** Begin **

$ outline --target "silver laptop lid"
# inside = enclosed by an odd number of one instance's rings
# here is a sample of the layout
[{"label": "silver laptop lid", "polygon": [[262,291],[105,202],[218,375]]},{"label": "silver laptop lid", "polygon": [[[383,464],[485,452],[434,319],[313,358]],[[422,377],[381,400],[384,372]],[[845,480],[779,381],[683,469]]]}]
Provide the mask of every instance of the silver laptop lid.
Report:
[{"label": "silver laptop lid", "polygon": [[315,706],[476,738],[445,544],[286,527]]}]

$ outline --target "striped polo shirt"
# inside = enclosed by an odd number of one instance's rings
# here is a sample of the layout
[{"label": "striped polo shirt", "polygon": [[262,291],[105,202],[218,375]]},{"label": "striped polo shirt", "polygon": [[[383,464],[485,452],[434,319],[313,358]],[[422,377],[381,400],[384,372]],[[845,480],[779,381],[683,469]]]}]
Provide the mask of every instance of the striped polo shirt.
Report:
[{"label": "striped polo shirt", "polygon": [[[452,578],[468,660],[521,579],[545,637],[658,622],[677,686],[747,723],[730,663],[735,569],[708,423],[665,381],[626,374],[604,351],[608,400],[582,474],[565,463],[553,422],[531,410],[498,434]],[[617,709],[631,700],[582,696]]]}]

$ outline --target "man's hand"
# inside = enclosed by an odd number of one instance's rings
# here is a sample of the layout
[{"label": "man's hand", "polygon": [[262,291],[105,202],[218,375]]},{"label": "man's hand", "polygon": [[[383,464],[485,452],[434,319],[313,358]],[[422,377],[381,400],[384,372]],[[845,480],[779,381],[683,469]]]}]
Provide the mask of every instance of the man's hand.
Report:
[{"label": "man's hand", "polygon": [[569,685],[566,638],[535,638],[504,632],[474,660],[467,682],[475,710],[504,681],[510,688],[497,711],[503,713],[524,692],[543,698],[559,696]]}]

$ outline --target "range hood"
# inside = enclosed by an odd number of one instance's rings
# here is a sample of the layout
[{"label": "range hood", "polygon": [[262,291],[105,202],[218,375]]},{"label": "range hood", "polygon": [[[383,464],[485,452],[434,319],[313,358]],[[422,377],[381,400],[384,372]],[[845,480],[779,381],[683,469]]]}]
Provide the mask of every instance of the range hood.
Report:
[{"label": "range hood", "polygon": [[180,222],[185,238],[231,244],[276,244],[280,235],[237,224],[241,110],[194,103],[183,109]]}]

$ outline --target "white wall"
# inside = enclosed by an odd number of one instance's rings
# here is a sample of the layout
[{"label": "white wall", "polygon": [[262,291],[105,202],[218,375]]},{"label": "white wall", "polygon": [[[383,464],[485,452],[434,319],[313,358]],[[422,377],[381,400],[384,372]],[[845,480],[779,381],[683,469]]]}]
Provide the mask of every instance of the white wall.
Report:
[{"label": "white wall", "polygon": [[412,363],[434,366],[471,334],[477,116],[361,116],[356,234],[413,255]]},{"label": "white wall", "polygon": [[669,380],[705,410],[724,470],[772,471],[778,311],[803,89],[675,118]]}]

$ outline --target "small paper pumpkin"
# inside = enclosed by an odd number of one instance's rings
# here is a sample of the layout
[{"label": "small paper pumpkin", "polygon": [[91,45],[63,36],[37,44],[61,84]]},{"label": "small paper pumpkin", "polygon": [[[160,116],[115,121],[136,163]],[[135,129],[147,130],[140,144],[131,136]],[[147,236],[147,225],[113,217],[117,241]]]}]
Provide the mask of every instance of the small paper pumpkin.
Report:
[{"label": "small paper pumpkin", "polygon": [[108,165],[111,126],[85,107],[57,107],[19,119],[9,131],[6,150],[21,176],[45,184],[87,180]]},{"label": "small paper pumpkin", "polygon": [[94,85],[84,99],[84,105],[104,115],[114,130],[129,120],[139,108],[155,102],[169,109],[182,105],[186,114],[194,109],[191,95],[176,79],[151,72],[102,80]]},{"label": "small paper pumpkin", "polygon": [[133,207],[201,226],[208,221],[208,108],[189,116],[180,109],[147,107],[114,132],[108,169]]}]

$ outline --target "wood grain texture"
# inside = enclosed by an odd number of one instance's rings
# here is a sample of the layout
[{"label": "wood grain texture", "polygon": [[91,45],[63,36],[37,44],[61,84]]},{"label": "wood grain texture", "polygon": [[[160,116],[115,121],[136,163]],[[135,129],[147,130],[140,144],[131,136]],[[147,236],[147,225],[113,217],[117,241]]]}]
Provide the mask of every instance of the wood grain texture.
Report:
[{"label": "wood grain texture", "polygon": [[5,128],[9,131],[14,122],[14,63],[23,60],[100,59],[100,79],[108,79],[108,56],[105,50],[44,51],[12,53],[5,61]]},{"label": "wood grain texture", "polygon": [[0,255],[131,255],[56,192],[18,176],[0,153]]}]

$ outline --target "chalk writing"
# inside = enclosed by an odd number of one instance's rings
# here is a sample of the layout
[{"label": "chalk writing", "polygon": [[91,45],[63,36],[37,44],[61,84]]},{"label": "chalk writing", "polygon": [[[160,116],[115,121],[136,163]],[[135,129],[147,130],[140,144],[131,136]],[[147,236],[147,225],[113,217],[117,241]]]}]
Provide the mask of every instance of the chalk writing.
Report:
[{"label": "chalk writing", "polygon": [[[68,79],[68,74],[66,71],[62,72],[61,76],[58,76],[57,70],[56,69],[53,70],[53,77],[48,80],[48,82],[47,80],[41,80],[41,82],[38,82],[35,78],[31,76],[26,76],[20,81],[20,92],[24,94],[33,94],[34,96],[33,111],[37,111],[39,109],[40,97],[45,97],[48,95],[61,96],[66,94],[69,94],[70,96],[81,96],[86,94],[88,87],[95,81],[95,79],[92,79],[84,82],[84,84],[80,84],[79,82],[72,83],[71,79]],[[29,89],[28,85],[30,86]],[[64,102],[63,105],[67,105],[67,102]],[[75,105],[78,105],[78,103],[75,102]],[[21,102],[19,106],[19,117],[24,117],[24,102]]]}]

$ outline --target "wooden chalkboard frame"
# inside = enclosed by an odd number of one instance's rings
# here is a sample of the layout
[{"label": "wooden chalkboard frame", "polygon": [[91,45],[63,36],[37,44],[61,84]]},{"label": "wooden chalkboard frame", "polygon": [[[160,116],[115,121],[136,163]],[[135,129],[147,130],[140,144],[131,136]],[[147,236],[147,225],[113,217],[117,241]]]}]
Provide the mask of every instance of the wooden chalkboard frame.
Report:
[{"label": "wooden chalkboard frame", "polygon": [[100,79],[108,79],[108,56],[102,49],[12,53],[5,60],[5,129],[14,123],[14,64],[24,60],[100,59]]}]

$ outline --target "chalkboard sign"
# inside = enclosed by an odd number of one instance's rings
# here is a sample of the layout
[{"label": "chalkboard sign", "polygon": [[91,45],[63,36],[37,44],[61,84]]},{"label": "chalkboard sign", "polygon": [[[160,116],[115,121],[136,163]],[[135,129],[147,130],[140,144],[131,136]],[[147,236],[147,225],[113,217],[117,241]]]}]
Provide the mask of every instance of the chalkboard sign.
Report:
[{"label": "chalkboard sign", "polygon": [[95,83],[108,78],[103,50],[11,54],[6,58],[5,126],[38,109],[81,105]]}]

** End **

Collect every line in the rows above that contains the string "polo", reproducing each such line in full.

__Exercise output__:
$ outline --target "striped polo shirt"
[{"label": "striped polo shirt", "polygon": [[262,291],[105,202],[218,375]]},{"label": "striped polo shirt", "polygon": [[[383,464],[485,452],[434,319],[313,358]],[[422,377],[381,400],[384,372]],[[845,480],[779,381],[683,469]]]}]
Provide the mask of every instance of the striped polo shirt.
[{"label": "striped polo shirt", "polygon": [[[452,578],[468,660],[521,579],[545,637],[658,622],[677,686],[747,723],[730,663],[735,569],[708,423],[665,381],[626,374],[604,351],[608,400],[582,474],[565,463],[553,422],[531,410],[498,434]],[[617,709],[631,700],[582,696]]]}]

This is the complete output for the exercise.